(Entries from a set of point annotations)
· · · · ·
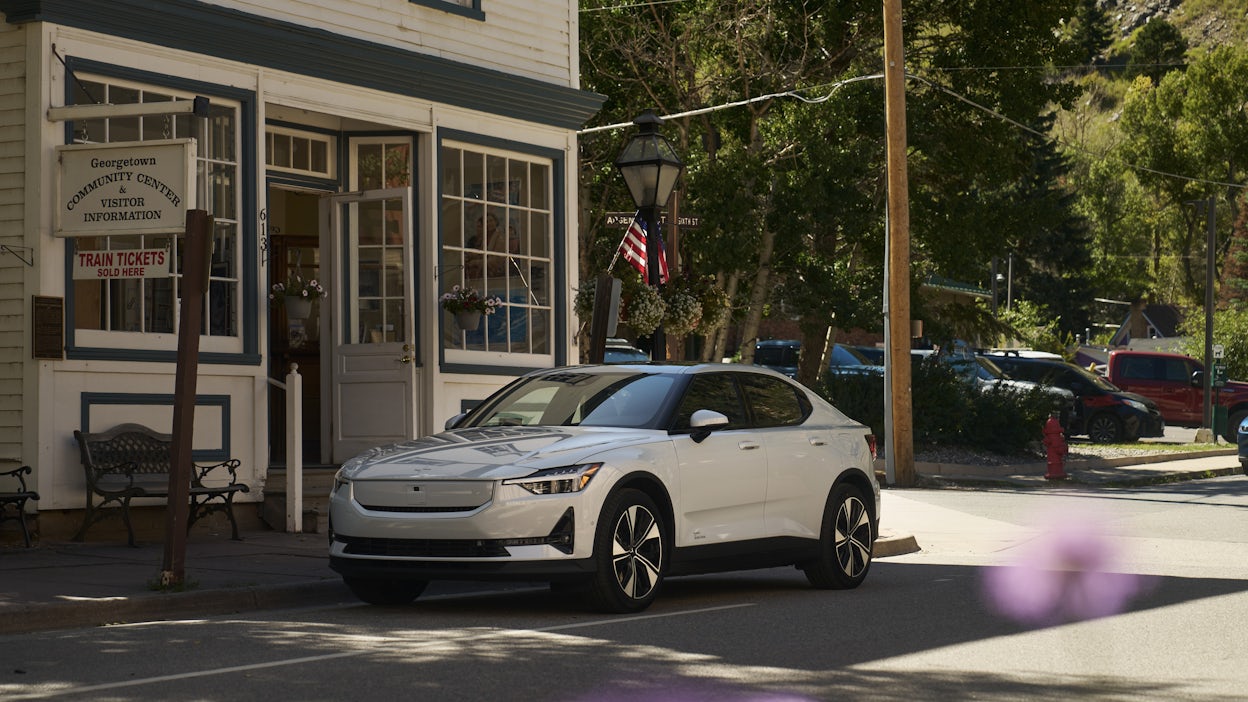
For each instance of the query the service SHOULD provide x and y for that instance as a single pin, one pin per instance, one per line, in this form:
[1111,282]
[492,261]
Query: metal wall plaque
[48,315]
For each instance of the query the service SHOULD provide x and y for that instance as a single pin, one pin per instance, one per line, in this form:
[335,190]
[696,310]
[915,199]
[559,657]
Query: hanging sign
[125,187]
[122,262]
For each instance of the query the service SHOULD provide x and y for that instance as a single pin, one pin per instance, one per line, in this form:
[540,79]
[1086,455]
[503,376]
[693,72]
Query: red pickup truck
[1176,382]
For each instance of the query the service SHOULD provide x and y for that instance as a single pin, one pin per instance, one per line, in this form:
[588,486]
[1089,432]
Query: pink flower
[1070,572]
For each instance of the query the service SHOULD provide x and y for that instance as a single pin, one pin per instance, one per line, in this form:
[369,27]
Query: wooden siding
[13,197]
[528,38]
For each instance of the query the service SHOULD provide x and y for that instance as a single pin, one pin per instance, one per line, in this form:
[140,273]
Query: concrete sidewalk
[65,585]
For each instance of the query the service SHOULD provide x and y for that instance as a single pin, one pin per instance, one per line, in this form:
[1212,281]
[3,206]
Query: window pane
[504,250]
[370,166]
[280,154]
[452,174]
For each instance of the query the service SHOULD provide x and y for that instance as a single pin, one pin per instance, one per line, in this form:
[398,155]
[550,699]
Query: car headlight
· · · · ·
Required task> Reproduce all of the items above word for word, omitting the pictures.

The reply>
For each instance of the query the service SHOULD provide x and y for that instance as a single pin, one pin per instance, one per line, in this form:
[1111,282]
[492,261]
Query: metal wall plaque
[48,315]
For each instance of the query the service SHOULD provide x and y for that instance as a single pin, one pin per instance, one per line, in this form:
[335,190]
[696,310]
[915,199]
[559,657]
Query: hanging sign
[125,187]
[122,262]
For each instance of the query the service SHOULD provide x and y for that instance as a single pin, one pin per instance, one per line, in this form:
[540,79]
[1086,455]
[503,376]
[693,72]
Query: red pickup truck
[1176,382]
For each instance of the query the service SHOULD provide x and y for that instance as a single pin, one pin per instance, one per line, in this form:
[588,486]
[1089,432]
Query: pink flower
[1070,572]
For each instance of the query the service SHOULD provide x and y for that instance as a single pin, one pin per instance, one per line, in this form:
[369,27]
Query: wooden siding
[13,197]
[528,38]
For each instance of the query the service SHOULD provide x and y for that instance as a single pin, one pin per instance, one per line, in this form:
[140,273]
Query: concrete sidewalk
[65,585]
For each instance of the query the service SHOULD provide x and y for that instance as a single pin, one pin per instance, one per line, in this form:
[1212,281]
[3,206]
Query: window pane
[504,250]
[370,166]
[280,154]
[452,174]
For each instance of the query the service SHOULD provide x and y for that instance as a single pin, one pin per instance, one per line, in this form:
[398,155]
[550,699]
Query: car headlight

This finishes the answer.